■ Исходный текст
* * *
Перед направлением в автошколу меня направили на двухнедельное обследование в больницу насчёт повышенного давления. Трижды в день измеряли давление и каждый раз удивлялись, что оно такое высокое. Лишь в последний день моего пребывания в больнице выяснилось, что прибор неисправный и завышает результат на двадцать делений. Давление у меня всё же было повышенным, но не настолько. Однако записанных в журнале показаний менять не стали и выдали заключение с теми же цифрами. В медицине у нас всегда царило разгильдяйство.
В палате услышал по радио объявление о приёме студентов на заочные отделения факультетов Киевского государственного университета имени Т. Г. Шевченко. Поскольку вступительные экзамены на первом потоке на заочное обучение проводились на месяц раньше, чем на стационар, и в том году разрешалось поступать в несколько мест, а учёба в то время была бесплатной, то я решил попробовать поступить на какой-нибудь факультет, где экзамены такие же, как на астрономию.
* * *
■ Задания
a – Перечислите все обстоятельства, из-за которых автор воспоминаний о больнице и поступлении в университет решил попробовать поступить на какой-нибудь факультет.
b – Продолжите воспоминания о больнице и поступлении в университет с того места, где заканчивается отрывок.

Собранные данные
* * *
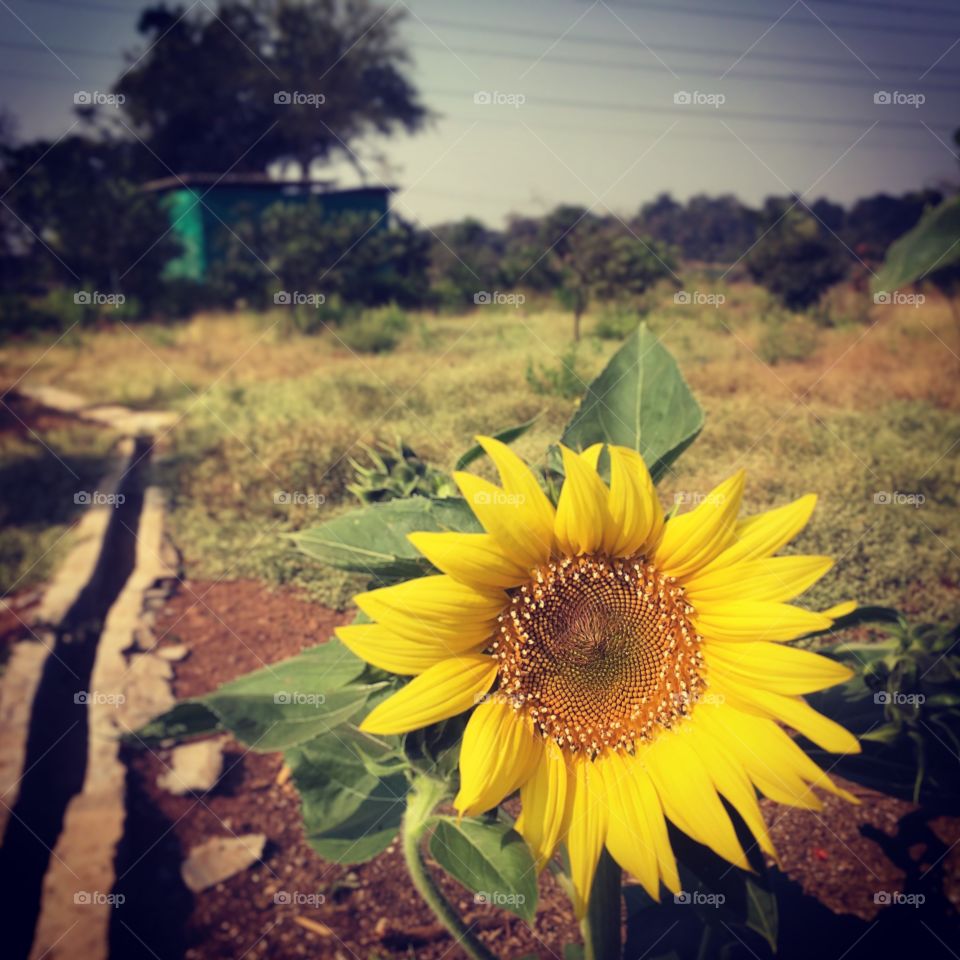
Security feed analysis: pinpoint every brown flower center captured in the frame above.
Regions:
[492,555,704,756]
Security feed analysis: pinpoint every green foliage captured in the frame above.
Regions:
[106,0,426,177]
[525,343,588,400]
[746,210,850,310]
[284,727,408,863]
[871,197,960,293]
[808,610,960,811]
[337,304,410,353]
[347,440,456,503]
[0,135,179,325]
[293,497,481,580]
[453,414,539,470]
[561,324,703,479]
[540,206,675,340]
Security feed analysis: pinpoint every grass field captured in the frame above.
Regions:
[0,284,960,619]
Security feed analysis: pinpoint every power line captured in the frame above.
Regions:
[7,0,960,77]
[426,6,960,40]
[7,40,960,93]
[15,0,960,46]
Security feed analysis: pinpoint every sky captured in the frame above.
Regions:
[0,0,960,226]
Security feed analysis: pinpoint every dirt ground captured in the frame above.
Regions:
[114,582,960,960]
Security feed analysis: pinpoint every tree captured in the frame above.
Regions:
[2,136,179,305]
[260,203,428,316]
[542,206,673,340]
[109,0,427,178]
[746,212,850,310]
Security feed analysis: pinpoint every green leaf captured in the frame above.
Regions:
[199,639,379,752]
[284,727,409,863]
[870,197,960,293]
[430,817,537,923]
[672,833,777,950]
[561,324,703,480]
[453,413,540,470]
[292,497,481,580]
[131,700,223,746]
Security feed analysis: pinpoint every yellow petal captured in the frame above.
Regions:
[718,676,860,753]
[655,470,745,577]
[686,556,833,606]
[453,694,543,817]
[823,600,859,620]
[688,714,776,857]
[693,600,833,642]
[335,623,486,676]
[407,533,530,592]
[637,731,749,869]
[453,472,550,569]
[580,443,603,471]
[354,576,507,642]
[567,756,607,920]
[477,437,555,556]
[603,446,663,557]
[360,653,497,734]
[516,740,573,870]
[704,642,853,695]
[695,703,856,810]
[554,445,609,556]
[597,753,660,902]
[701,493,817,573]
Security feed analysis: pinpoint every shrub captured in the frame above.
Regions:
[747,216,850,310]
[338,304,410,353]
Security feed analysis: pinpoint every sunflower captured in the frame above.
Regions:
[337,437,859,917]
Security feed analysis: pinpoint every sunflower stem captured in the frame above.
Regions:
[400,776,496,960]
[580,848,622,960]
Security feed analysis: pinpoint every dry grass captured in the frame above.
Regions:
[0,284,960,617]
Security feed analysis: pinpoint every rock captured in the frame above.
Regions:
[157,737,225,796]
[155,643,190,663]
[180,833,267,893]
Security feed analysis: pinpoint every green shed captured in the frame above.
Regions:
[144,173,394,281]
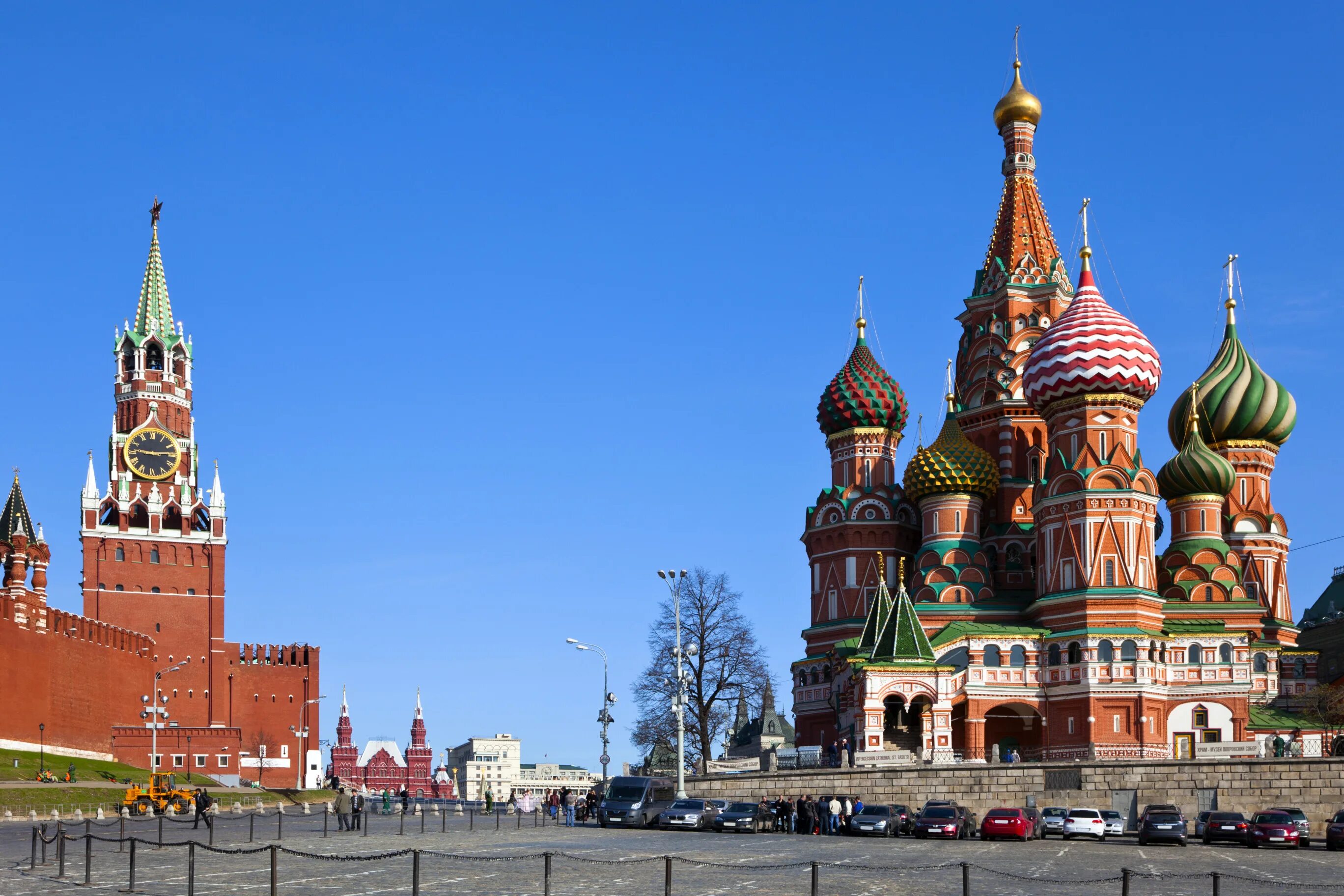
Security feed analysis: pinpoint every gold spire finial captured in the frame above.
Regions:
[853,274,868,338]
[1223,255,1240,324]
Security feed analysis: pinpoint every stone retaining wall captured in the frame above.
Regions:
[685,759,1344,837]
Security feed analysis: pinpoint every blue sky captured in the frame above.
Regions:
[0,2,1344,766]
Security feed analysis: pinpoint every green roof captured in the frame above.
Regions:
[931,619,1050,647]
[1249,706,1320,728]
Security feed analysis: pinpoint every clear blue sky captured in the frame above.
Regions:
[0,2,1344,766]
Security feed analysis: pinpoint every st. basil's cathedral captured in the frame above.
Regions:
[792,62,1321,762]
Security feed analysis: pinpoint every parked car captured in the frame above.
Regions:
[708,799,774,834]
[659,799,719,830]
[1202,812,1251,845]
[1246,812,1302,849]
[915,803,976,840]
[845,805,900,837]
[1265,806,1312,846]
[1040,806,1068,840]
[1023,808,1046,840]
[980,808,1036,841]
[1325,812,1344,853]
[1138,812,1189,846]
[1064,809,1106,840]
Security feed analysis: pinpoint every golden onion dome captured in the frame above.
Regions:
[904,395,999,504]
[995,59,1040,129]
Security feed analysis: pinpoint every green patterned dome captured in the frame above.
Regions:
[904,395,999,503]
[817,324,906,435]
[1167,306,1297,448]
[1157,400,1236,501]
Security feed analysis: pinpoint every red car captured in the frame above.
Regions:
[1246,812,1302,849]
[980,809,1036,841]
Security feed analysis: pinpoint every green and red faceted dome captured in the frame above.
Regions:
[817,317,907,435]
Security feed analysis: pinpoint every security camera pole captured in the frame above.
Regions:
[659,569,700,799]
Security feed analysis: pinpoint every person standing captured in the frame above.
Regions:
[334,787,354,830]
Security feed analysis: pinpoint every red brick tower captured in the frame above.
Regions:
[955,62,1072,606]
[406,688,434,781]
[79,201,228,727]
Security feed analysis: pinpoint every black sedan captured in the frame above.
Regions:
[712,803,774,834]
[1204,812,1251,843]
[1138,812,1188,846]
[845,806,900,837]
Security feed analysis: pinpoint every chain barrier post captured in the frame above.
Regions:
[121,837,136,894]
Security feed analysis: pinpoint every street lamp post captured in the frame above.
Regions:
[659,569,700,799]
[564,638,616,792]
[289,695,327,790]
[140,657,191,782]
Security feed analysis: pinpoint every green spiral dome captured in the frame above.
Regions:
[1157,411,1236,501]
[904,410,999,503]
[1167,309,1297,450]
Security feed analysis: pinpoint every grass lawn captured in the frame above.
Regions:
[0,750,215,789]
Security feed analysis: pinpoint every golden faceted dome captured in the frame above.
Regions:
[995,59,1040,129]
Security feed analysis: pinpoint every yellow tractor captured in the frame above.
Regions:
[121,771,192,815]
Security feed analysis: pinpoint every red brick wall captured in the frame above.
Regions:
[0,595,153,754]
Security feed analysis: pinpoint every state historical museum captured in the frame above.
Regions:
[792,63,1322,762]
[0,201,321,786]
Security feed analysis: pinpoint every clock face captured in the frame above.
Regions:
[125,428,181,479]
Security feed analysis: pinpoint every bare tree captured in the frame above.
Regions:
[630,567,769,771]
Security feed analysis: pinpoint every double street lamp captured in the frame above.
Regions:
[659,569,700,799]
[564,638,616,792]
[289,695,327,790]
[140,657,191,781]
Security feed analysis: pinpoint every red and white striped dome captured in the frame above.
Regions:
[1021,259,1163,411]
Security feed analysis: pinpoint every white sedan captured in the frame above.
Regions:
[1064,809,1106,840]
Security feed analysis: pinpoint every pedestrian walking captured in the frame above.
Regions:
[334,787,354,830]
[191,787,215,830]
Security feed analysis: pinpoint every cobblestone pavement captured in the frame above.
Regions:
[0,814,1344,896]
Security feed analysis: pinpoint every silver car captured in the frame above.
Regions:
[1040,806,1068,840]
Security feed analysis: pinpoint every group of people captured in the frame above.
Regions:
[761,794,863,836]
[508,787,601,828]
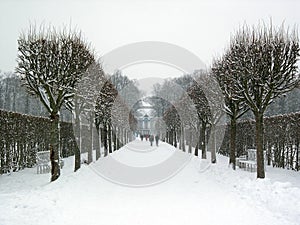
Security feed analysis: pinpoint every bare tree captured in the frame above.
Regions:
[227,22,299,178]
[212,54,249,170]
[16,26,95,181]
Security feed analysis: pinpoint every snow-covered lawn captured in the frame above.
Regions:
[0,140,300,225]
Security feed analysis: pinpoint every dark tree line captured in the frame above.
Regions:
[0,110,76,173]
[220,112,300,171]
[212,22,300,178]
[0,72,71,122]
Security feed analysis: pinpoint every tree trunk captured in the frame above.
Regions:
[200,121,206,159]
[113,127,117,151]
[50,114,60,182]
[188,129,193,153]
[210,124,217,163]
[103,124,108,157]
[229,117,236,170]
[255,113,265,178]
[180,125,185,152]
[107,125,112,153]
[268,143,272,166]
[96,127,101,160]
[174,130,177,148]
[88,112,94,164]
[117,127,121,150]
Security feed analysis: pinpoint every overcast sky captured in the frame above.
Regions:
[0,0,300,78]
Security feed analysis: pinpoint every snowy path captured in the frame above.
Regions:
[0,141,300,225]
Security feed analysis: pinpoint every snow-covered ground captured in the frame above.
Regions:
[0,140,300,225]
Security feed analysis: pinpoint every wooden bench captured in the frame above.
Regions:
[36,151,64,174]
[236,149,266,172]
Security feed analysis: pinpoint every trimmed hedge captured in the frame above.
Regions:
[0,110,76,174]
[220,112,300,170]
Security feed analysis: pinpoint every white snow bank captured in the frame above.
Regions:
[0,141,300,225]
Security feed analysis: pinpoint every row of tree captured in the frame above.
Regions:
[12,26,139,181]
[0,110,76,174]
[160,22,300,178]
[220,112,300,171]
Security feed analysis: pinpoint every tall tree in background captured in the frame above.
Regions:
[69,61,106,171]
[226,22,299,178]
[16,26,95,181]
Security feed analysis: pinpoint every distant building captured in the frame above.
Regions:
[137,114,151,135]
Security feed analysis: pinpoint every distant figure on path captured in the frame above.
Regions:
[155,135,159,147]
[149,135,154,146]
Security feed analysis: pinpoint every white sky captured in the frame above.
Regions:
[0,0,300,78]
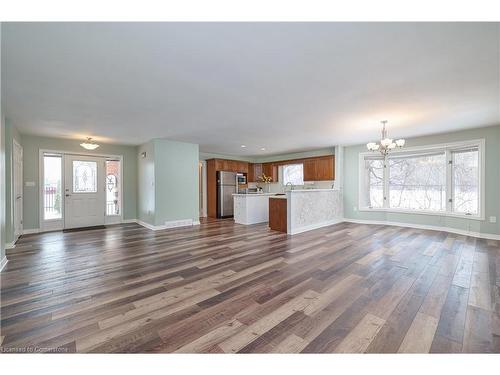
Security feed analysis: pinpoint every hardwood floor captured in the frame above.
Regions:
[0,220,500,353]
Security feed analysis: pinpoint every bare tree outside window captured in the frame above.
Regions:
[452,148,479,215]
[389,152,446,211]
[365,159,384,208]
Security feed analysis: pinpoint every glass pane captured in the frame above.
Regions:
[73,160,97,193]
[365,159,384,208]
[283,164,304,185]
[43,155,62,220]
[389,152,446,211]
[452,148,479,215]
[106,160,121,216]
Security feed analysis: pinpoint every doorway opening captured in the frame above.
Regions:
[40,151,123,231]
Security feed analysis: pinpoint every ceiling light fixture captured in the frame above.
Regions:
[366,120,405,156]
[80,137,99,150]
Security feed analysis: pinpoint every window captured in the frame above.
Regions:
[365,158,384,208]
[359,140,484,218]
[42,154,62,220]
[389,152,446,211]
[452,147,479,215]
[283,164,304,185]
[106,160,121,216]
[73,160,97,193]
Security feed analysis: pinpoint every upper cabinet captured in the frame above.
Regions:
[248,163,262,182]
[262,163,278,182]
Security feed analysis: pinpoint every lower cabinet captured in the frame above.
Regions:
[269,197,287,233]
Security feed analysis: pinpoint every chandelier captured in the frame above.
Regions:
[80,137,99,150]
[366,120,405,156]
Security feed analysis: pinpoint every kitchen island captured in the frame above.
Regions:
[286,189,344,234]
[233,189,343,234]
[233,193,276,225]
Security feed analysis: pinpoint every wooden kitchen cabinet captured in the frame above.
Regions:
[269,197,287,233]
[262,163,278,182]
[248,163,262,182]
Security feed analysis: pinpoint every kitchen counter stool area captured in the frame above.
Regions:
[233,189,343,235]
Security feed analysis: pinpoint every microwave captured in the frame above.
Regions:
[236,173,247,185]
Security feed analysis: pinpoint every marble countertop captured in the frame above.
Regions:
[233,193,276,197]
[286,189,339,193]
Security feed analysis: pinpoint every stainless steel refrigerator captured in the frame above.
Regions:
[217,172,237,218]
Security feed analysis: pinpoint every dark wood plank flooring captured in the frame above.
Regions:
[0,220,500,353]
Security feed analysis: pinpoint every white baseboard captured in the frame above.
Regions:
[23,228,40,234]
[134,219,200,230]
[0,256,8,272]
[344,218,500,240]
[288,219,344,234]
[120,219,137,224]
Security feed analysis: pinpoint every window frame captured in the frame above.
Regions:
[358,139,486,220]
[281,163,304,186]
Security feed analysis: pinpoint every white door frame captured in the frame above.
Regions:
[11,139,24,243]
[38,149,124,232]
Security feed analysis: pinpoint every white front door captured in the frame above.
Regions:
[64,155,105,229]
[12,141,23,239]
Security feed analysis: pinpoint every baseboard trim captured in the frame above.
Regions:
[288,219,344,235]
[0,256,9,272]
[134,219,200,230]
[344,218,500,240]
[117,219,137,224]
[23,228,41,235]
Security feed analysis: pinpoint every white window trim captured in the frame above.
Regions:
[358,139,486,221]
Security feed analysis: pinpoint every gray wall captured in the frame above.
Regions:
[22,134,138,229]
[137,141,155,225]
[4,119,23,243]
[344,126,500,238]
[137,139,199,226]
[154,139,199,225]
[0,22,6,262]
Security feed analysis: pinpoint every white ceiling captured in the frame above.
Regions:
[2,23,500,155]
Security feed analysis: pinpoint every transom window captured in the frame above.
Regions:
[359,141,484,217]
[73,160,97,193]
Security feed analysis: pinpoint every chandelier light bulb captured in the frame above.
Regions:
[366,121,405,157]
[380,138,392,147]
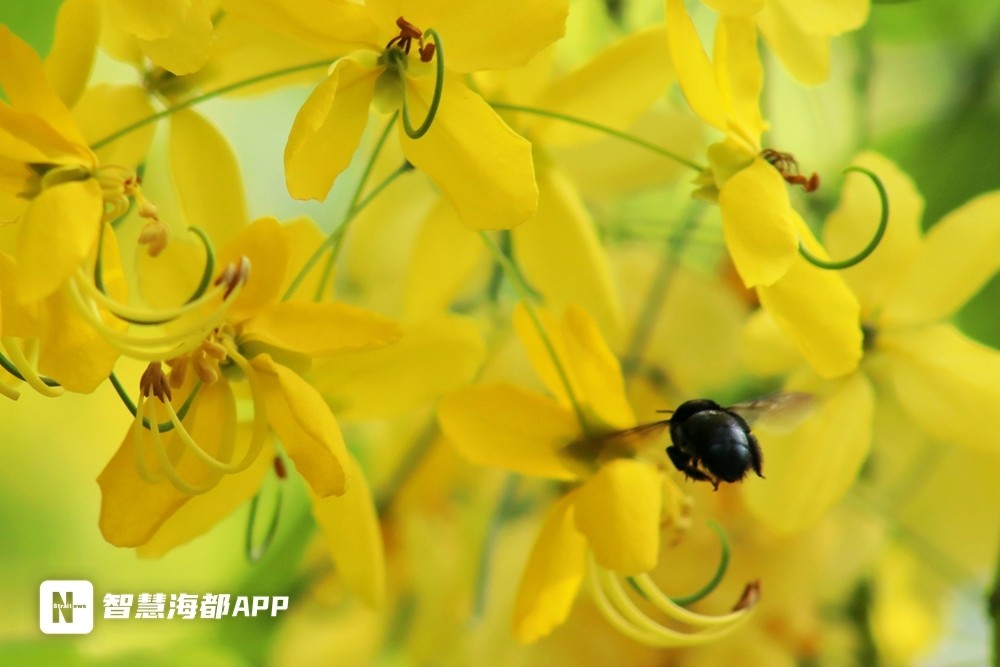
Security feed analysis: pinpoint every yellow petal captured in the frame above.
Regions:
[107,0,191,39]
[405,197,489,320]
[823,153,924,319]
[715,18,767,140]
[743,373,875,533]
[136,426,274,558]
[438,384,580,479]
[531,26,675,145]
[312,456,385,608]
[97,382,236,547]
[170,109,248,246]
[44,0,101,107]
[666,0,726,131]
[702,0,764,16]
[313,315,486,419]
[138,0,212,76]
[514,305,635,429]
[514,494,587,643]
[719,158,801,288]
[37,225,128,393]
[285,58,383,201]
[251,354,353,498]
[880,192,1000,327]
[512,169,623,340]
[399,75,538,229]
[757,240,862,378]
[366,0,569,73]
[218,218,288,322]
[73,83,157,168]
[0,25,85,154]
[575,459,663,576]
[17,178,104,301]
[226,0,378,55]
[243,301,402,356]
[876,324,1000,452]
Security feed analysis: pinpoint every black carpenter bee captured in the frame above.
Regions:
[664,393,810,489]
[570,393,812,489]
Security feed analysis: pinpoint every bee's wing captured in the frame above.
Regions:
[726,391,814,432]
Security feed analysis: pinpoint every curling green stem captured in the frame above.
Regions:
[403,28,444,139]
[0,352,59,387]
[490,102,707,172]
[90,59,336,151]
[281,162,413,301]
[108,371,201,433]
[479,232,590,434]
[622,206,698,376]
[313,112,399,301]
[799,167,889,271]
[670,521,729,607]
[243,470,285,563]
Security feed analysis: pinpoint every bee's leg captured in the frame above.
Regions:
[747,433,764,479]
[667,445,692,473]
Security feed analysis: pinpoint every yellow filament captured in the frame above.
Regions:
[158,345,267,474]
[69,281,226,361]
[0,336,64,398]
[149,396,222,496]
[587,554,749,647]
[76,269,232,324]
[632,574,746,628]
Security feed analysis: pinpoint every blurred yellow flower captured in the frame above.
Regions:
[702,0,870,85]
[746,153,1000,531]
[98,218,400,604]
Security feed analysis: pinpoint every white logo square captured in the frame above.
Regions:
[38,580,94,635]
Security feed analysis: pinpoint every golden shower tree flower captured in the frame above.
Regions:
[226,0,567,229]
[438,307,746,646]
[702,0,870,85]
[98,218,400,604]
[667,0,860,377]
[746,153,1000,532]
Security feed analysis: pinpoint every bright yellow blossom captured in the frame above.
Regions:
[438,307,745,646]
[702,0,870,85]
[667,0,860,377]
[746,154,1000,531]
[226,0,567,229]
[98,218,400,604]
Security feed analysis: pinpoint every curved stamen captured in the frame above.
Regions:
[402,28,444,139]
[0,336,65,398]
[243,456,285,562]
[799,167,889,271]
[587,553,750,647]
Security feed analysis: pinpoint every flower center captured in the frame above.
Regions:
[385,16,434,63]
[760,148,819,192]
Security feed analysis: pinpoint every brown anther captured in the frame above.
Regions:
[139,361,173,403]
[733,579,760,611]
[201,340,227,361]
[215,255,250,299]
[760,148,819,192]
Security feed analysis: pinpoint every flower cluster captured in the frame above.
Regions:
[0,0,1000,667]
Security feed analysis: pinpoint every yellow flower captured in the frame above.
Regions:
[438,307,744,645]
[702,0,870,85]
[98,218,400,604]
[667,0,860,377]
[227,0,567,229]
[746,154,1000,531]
* * *
■ Ответы
a –
- Вступительные экзамены на первом потоке на заочное обучение проводились на месяц раньше, чем на стационар.
- В том году разрешалось поступать в несколько мест.
- Учёба в то время была бесплатной.

b –
Таким образом, летом 1987 года одновременно с учёбой в автошколе я поступил на заочное отделение механико-математического факультета Киевского государственного университета им. Шевченко: „про запас”, так как предвидел, что могут опять не принять документы на стационар из-за требования отработки ещё одного года после окончания училища. А также, я хотел обрести прочный математический фундамент для своей дальнейшей успешной научной деятельности по астрономии, на которую я не сомневался, что поступлю, если не в этом году, то в следующем.
Действительно, я поехал поступать в МГУ на астрономию, но у меня и на этот раз не приняли документы. Хотя в Госкомитете по профтехобразованию мне дали справку о том, что Госкомитет "не возражает", чтобы я поступал в МГУ без отработки ещё одного положенного года. С какой радостью со слезами на глазах я спешил с этой справкой в МГУ! Однако в приёмной комиссии физического факультета упёрлись в такую формулировку: "Что значит, что они "не возражают"? Ты принеси нам справку, в которой бы прямо писалось, что они "разрешают"!" Но другой справки мне не дали, ответив: "Пусть в МГУ не выдумывают!"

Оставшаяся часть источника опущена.